READING PASSAGE:
================

Basic Biographical Information
An Italian pathologist and paleoanthropologist, Antonio Ascenzi was born in Boulogne-sur-Mer, France, on May 4, 1915. He gained his medical doctor’s degree from the Sapienza University of Rome in 1940. This was followed by qualification as a professor in pathology and histology in 1951 and another in anthropology in 1960. An educator at the universities of Rome and Pisa, he lectured in the fields of pathological anatomy, physical anthropology, and human paleontology (Massenti 1991). Ascenzi was appointed to the position of full professor at Rome University in the years 1968–1985. He was a member of the Superior Council for Public Education between 1966 and 1970. In addition, he accepted membership of the Commission for Auxiliary Sciences of Archaeology within the National Council for Research in 1966, of the international board for the research laboratory at the Calot Institute in 1970 and of the National Lincean Academy in 1987 (Massenti 1991; Giuffra et al. 2010). In 1973, he was appointed president of the Italian Institute of Human Paleontology, a post that he held for the rest of his life. During his career, Antonio Ascenzi received a number of important awards, including a gold medal for merits in the fields of education, culture, and art in 1984 (Massenti 1991; Ascenzi 2001). He died in his home at Albano Laziale on December 18, 2000.

================

RECORDS PROVIDED:

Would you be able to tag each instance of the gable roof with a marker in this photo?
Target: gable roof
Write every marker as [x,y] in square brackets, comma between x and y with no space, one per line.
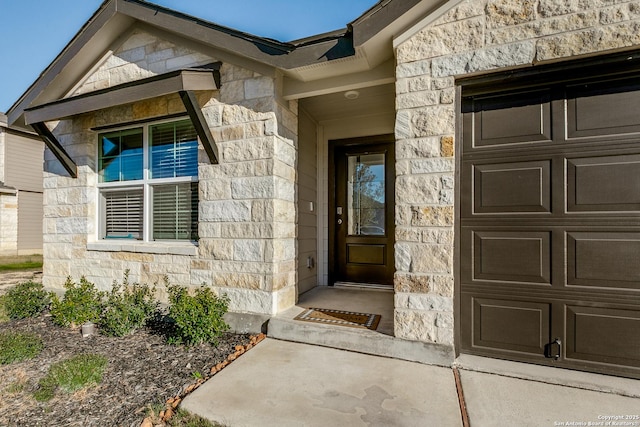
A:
[364,45]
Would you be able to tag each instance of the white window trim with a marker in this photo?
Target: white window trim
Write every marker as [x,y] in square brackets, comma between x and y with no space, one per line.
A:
[147,244]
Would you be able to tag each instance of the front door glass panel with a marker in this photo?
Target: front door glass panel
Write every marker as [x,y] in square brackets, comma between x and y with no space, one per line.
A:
[366,195]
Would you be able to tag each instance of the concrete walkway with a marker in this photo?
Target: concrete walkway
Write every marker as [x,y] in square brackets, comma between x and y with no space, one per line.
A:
[281,383]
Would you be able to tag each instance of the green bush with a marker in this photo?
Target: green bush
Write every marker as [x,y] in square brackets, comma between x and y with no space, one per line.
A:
[81,303]
[4,317]
[16,347]
[71,374]
[27,299]
[127,307]
[197,318]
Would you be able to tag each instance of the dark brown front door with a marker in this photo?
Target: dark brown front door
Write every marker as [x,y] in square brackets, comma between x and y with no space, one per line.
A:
[361,213]
[550,224]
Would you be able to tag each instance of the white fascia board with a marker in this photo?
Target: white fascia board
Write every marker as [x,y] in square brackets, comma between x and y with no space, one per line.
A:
[296,89]
[424,22]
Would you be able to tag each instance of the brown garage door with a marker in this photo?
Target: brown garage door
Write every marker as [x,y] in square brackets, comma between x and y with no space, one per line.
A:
[550,224]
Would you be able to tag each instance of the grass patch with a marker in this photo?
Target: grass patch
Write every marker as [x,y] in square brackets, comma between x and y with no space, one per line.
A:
[16,347]
[70,375]
[181,418]
[20,262]
[21,266]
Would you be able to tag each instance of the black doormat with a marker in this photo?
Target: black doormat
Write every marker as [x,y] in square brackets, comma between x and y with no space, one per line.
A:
[340,318]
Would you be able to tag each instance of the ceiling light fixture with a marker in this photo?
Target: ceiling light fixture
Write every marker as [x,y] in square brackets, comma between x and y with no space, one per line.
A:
[352,94]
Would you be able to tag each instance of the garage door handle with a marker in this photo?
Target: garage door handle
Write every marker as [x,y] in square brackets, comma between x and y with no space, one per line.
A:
[552,350]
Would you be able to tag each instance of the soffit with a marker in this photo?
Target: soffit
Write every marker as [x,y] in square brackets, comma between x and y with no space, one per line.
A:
[370,102]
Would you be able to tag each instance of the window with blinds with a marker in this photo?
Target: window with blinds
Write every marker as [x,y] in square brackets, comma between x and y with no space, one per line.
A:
[159,160]
[123,213]
[175,212]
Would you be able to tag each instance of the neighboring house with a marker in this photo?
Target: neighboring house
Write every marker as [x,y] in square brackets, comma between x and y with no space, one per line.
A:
[505,134]
[21,159]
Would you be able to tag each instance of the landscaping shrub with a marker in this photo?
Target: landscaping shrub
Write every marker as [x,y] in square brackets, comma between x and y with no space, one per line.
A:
[27,299]
[71,374]
[127,307]
[16,347]
[197,318]
[81,303]
[4,317]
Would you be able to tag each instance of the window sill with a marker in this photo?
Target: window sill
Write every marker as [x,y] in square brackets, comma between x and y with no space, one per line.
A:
[172,248]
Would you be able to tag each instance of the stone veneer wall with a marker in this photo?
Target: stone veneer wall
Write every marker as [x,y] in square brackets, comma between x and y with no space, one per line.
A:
[247,210]
[476,36]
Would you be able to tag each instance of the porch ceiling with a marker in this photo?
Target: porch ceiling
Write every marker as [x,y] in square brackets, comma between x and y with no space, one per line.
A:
[371,101]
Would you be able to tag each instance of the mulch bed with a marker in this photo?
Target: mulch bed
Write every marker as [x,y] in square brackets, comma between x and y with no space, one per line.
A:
[143,370]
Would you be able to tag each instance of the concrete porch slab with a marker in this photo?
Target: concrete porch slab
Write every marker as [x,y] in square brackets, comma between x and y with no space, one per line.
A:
[280,383]
[380,342]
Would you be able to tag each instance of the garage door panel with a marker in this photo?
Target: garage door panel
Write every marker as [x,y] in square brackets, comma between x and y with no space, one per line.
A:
[522,187]
[603,108]
[549,229]
[603,259]
[521,257]
[510,119]
[606,184]
[511,325]
[605,335]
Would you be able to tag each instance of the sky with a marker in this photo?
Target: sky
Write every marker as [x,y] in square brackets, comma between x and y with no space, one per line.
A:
[34,32]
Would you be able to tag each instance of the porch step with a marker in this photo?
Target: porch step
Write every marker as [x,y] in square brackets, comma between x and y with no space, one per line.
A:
[283,327]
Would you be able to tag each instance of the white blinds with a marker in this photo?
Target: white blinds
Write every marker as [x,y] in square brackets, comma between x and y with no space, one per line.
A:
[175,211]
[124,211]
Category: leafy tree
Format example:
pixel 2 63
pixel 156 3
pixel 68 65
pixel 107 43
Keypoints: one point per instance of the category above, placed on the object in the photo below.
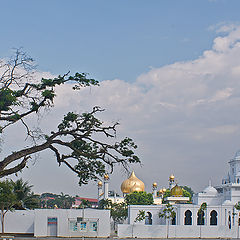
pixel 7 199
pixel 140 216
pixel 25 197
pixel 139 198
pixel 75 140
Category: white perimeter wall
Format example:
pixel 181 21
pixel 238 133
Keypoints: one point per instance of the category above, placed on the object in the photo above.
pixel 160 231
pixel 62 215
pixel 19 221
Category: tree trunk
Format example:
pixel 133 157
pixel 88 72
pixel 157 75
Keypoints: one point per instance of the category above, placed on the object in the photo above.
pixel 2 220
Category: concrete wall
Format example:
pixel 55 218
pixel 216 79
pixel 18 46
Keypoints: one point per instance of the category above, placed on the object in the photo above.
pixel 160 231
pixel 63 216
pixel 19 221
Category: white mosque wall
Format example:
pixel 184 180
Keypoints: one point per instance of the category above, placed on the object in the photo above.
pixel 19 221
pixel 226 214
pixel 160 231
pixel 63 216
pixel 37 222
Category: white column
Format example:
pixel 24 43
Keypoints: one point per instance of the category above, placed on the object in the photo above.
pixel 106 183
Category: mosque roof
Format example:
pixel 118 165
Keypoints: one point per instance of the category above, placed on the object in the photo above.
pixel 210 189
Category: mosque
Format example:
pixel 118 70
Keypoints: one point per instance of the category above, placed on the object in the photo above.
pixel 219 218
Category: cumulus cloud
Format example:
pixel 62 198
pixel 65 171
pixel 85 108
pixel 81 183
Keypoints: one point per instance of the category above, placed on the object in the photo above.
pixel 184 116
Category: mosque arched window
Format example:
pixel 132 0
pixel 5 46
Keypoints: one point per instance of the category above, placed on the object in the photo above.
pixel 213 217
pixel 148 219
pixel 188 218
pixel 200 218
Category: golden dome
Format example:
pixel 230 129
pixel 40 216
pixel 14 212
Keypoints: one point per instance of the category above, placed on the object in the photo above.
pixel 171 178
pixel 132 184
pixel 100 184
pixel 176 191
pixel 106 177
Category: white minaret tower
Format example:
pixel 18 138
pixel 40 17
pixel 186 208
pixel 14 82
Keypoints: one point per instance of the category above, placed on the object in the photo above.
pixel 234 171
pixel 106 182
pixel 100 192
pixel 171 181
pixel 154 189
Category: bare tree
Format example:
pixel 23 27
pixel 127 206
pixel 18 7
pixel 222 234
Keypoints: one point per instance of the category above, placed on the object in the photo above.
pixel 74 141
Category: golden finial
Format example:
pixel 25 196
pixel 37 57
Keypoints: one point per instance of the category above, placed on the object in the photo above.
pixel 171 178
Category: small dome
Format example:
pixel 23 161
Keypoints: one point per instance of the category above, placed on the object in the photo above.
pixel 176 191
pixel 132 184
pixel 100 184
pixel 210 190
pixel 171 178
pixel 106 177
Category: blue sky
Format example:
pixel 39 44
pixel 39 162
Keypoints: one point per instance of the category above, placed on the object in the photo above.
pixel 169 72
pixel 111 39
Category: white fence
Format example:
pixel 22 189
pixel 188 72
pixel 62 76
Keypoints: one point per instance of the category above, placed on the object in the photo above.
pixel 161 231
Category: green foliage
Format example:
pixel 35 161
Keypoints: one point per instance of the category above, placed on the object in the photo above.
pixel 139 198
pixel 140 216
pixel 81 141
pixel 168 212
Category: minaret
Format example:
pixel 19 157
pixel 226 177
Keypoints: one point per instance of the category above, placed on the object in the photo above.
pixel 171 181
pixel 106 181
pixel 99 190
pixel 154 188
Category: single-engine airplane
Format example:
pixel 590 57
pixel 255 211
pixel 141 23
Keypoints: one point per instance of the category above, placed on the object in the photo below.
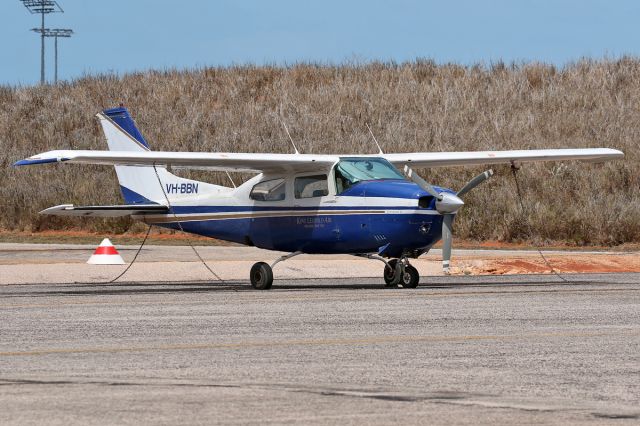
pixel 297 203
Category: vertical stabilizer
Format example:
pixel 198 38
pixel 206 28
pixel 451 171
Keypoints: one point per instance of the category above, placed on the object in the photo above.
pixel 140 184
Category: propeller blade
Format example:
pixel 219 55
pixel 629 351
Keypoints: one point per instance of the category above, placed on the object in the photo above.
pixel 475 182
pixel 447 240
pixel 421 183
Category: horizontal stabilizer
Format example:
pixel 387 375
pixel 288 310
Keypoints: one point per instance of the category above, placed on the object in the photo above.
pixel 105 211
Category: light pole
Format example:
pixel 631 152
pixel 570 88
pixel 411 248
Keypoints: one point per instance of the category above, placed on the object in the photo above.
pixel 55 33
pixel 42 7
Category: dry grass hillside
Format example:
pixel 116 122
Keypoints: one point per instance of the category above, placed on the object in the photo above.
pixel 416 106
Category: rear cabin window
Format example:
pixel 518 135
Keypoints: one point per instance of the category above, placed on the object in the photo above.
pixel 269 190
pixel 311 186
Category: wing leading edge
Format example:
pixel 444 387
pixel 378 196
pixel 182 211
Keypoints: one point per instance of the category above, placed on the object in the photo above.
pixel 475 158
pixel 105 211
pixel 237 162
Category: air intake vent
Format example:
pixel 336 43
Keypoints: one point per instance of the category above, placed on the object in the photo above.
pixel 425 202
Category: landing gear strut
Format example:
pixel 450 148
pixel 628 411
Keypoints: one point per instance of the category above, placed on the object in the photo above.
pixel 261 276
pixel 399 271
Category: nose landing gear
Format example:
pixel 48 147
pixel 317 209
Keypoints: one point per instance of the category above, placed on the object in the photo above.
pixel 400 272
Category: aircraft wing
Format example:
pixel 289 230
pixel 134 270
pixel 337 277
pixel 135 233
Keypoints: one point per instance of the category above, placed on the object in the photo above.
pixel 233 162
pixel 244 162
pixel 105 211
pixel 473 158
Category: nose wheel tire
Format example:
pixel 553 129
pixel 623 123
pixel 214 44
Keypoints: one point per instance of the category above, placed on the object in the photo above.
pixel 261 276
pixel 390 273
pixel 410 278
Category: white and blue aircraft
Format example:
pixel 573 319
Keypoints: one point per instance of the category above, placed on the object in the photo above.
pixel 297 203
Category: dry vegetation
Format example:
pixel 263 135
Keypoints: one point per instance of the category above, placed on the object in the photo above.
pixel 415 106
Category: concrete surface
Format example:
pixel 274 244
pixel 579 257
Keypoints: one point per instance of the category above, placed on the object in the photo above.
pixel 59 263
pixel 462 350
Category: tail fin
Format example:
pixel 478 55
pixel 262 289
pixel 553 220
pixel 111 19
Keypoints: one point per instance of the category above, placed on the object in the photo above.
pixel 143 184
pixel 121 132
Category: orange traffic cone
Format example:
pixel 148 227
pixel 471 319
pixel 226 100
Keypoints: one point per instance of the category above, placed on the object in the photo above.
pixel 105 254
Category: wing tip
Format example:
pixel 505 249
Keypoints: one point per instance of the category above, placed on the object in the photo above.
pixel 34 160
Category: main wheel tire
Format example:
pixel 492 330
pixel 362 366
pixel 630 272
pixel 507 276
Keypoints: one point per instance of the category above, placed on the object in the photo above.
pixel 389 273
pixel 261 276
pixel 410 278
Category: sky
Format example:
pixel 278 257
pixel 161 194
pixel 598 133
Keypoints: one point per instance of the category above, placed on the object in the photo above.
pixel 120 36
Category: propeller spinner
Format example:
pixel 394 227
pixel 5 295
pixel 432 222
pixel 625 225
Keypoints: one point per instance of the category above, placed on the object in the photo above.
pixel 447 205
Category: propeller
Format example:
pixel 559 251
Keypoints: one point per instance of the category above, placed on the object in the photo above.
pixel 447 205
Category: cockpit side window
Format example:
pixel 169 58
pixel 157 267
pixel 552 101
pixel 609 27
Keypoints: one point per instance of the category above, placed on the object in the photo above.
pixel 269 190
pixel 311 186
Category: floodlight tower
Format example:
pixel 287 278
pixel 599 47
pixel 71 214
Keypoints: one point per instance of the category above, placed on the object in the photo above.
pixel 55 33
pixel 42 7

================

SET OF TASKS:
1. According to the biography of Antonio Ascenzi, in what year was he appointed president of the Italian Institute of Human Paleontology?
2. Condense the paragraph of the biography of Antonio Ascenzi that begins "An Italian pathologist and paleoanthropologist" into a list that keeps its main facts.
The data has no connection to the biography of Antonio Ascenzi.

RESULTS IN ORDER:
1. 1973

2.
- Italian pathologist and paleoanthropologist, born in Boulogne-sur-Mer, France, on May 4, 1915
- Medical degree from the Sapienza University of Rome, 1940
- Qualified as professor in pathology and histology (1951) and in anthropology (1960)
- Lectured at the universities of Rome and Pisa in pathological anatomy, physical anthropology, and human paleontology
- Full professor at Rome University, 1968–1985
- Member of the Superior Council for Public Education, 1966–1970
- Member of the Commission for Auxiliary Sciences of Archaeology within the National Council for Research (1966), the international board for the research laboratory at the Calot Institute (1970), and the National Lincean Academy (1987)
- President of the Italian Institute of Human Paleontology from 1973 until his death
- Received several important awards, including a gold medal for merits in education, culture, and art (1984)
- Died at his home in Albano Laziale on December 18, 2000